§ **Work to do**
Rewrite the records from the line containing "In the picture above, where can the man's arm" through the end of the records, replacing "twig" with "branch" and changing nothing else. Leave the pictures out of your answer.

§ **Provided records**
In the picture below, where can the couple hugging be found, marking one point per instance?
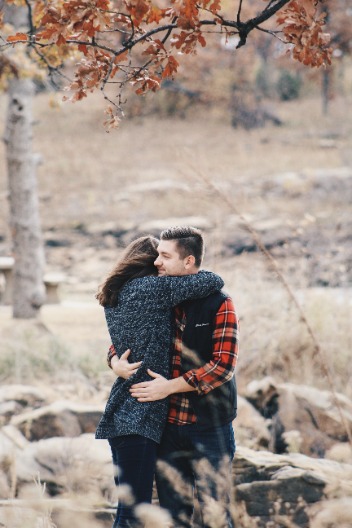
(174, 350)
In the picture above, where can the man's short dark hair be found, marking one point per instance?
(189, 241)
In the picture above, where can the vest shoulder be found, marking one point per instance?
(212, 301)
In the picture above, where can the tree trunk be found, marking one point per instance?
(28, 286)
(326, 90)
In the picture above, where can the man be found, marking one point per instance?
(198, 444)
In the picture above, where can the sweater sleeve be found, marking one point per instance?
(192, 286)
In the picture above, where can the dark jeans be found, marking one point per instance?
(134, 457)
(191, 459)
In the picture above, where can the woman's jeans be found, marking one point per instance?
(194, 459)
(135, 458)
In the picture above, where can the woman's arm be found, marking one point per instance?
(192, 286)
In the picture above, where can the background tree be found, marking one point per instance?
(118, 43)
(28, 251)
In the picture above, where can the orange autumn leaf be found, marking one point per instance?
(19, 37)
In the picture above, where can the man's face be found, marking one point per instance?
(169, 261)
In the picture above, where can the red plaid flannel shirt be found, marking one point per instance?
(212, 374)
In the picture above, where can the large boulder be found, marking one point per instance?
(300, 415)
(65, 465)
(16, 398)
(279, 490)
(250, 427)
(61, 418)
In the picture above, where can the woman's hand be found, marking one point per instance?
(122, 368)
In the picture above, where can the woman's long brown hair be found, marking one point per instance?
(137, 261)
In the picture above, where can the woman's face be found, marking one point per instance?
(170, 262)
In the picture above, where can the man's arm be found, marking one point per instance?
(225, 352)
(159, 388)
(206, 378)
(120, 366)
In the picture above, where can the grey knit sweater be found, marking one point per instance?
(143, 322)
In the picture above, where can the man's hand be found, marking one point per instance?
(122, 368)
(157, 389)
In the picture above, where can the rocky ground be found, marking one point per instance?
(293, 186)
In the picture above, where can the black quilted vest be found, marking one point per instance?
(219, 406)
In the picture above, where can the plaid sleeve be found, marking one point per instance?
(225, 352)
(111, 354)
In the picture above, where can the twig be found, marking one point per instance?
(317, 350)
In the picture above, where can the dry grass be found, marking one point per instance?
(92, 179)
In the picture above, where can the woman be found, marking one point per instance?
(138, 310)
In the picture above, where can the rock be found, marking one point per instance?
(79, 465)
(333, 514)
(250, 427)
(341, 452)
(58, 419)
(310, 411)
(15, 398)
(273, 486)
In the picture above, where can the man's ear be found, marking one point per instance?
(189, 261)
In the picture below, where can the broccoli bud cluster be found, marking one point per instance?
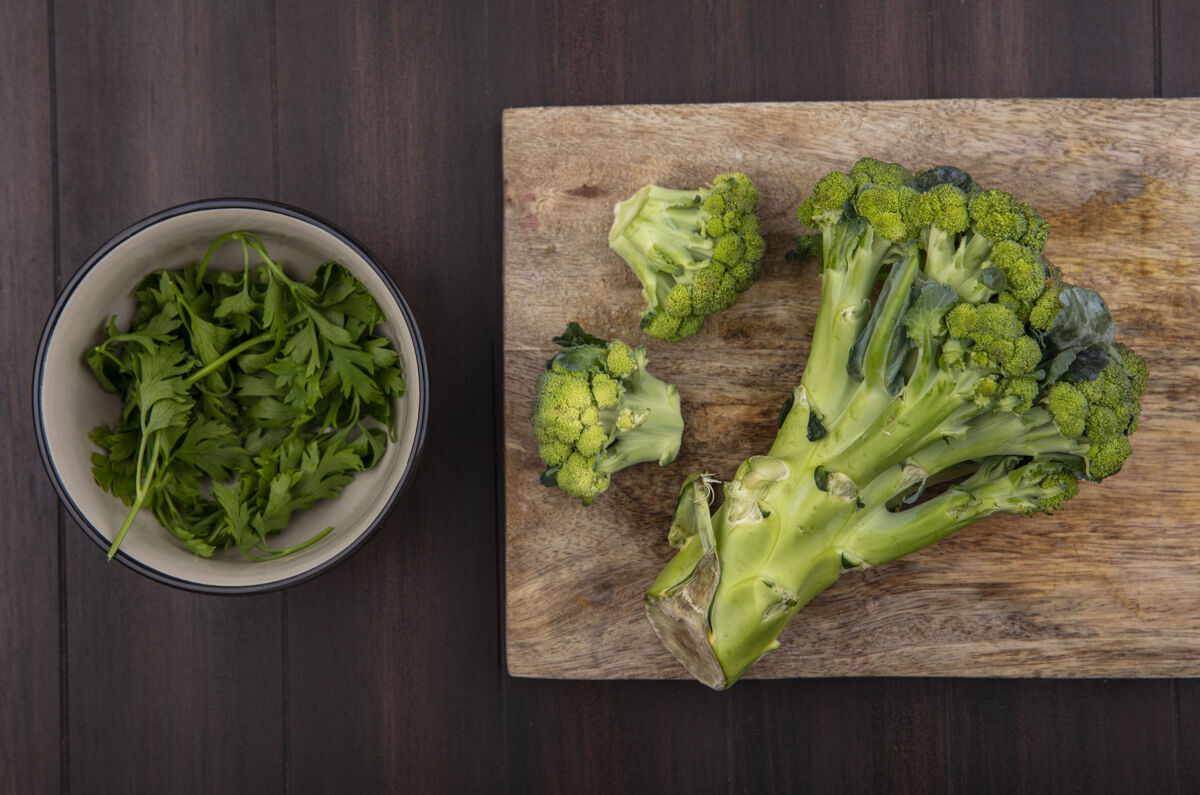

§ **Response to the exercise**
In the picture above, where can the man's arm be found, marking one point per instance?
(225, 352)
(159, 388)
(206, 378)
(120, 366)
In the picture above, where can the grey knit sweater be found, marking one point per instance?
(143, 322)
In the picture above, where can the man's hand be found, marking one point per instance?
(122, 368)
(157, 389)
In the picture above, where can the rocky ground be found, marking one point per instance?
(293, 186)
In the picture above, where can the black quilted vest be found, marking one point per instance?
(219, 406)
In the picture above, where can the plaid sleeve be found, marking one point per instance?
(225, 352)
(111, 354)
In the picture above, where can the branch be found, marking one point per instance?
(317, 350)
In the picture above, where can the dry grass be found, marking one point per instance?
(92, 179)
In the picture above, where can the woman be found, marking one point per instance?
(138, 310)
In the picture above, where can the rock be found, marking one point per instance?
(79, 465)
(333, 514)
(250, 427)
(341, 452)
(58, 419)
(310, 411)
(15, 398)
(273, 486)
In the picture above, where can the man's ear be found, marking one point per instance?
(189, 261)
In the picture below, where can the broccoli bud cluster be found, marking one point per instance?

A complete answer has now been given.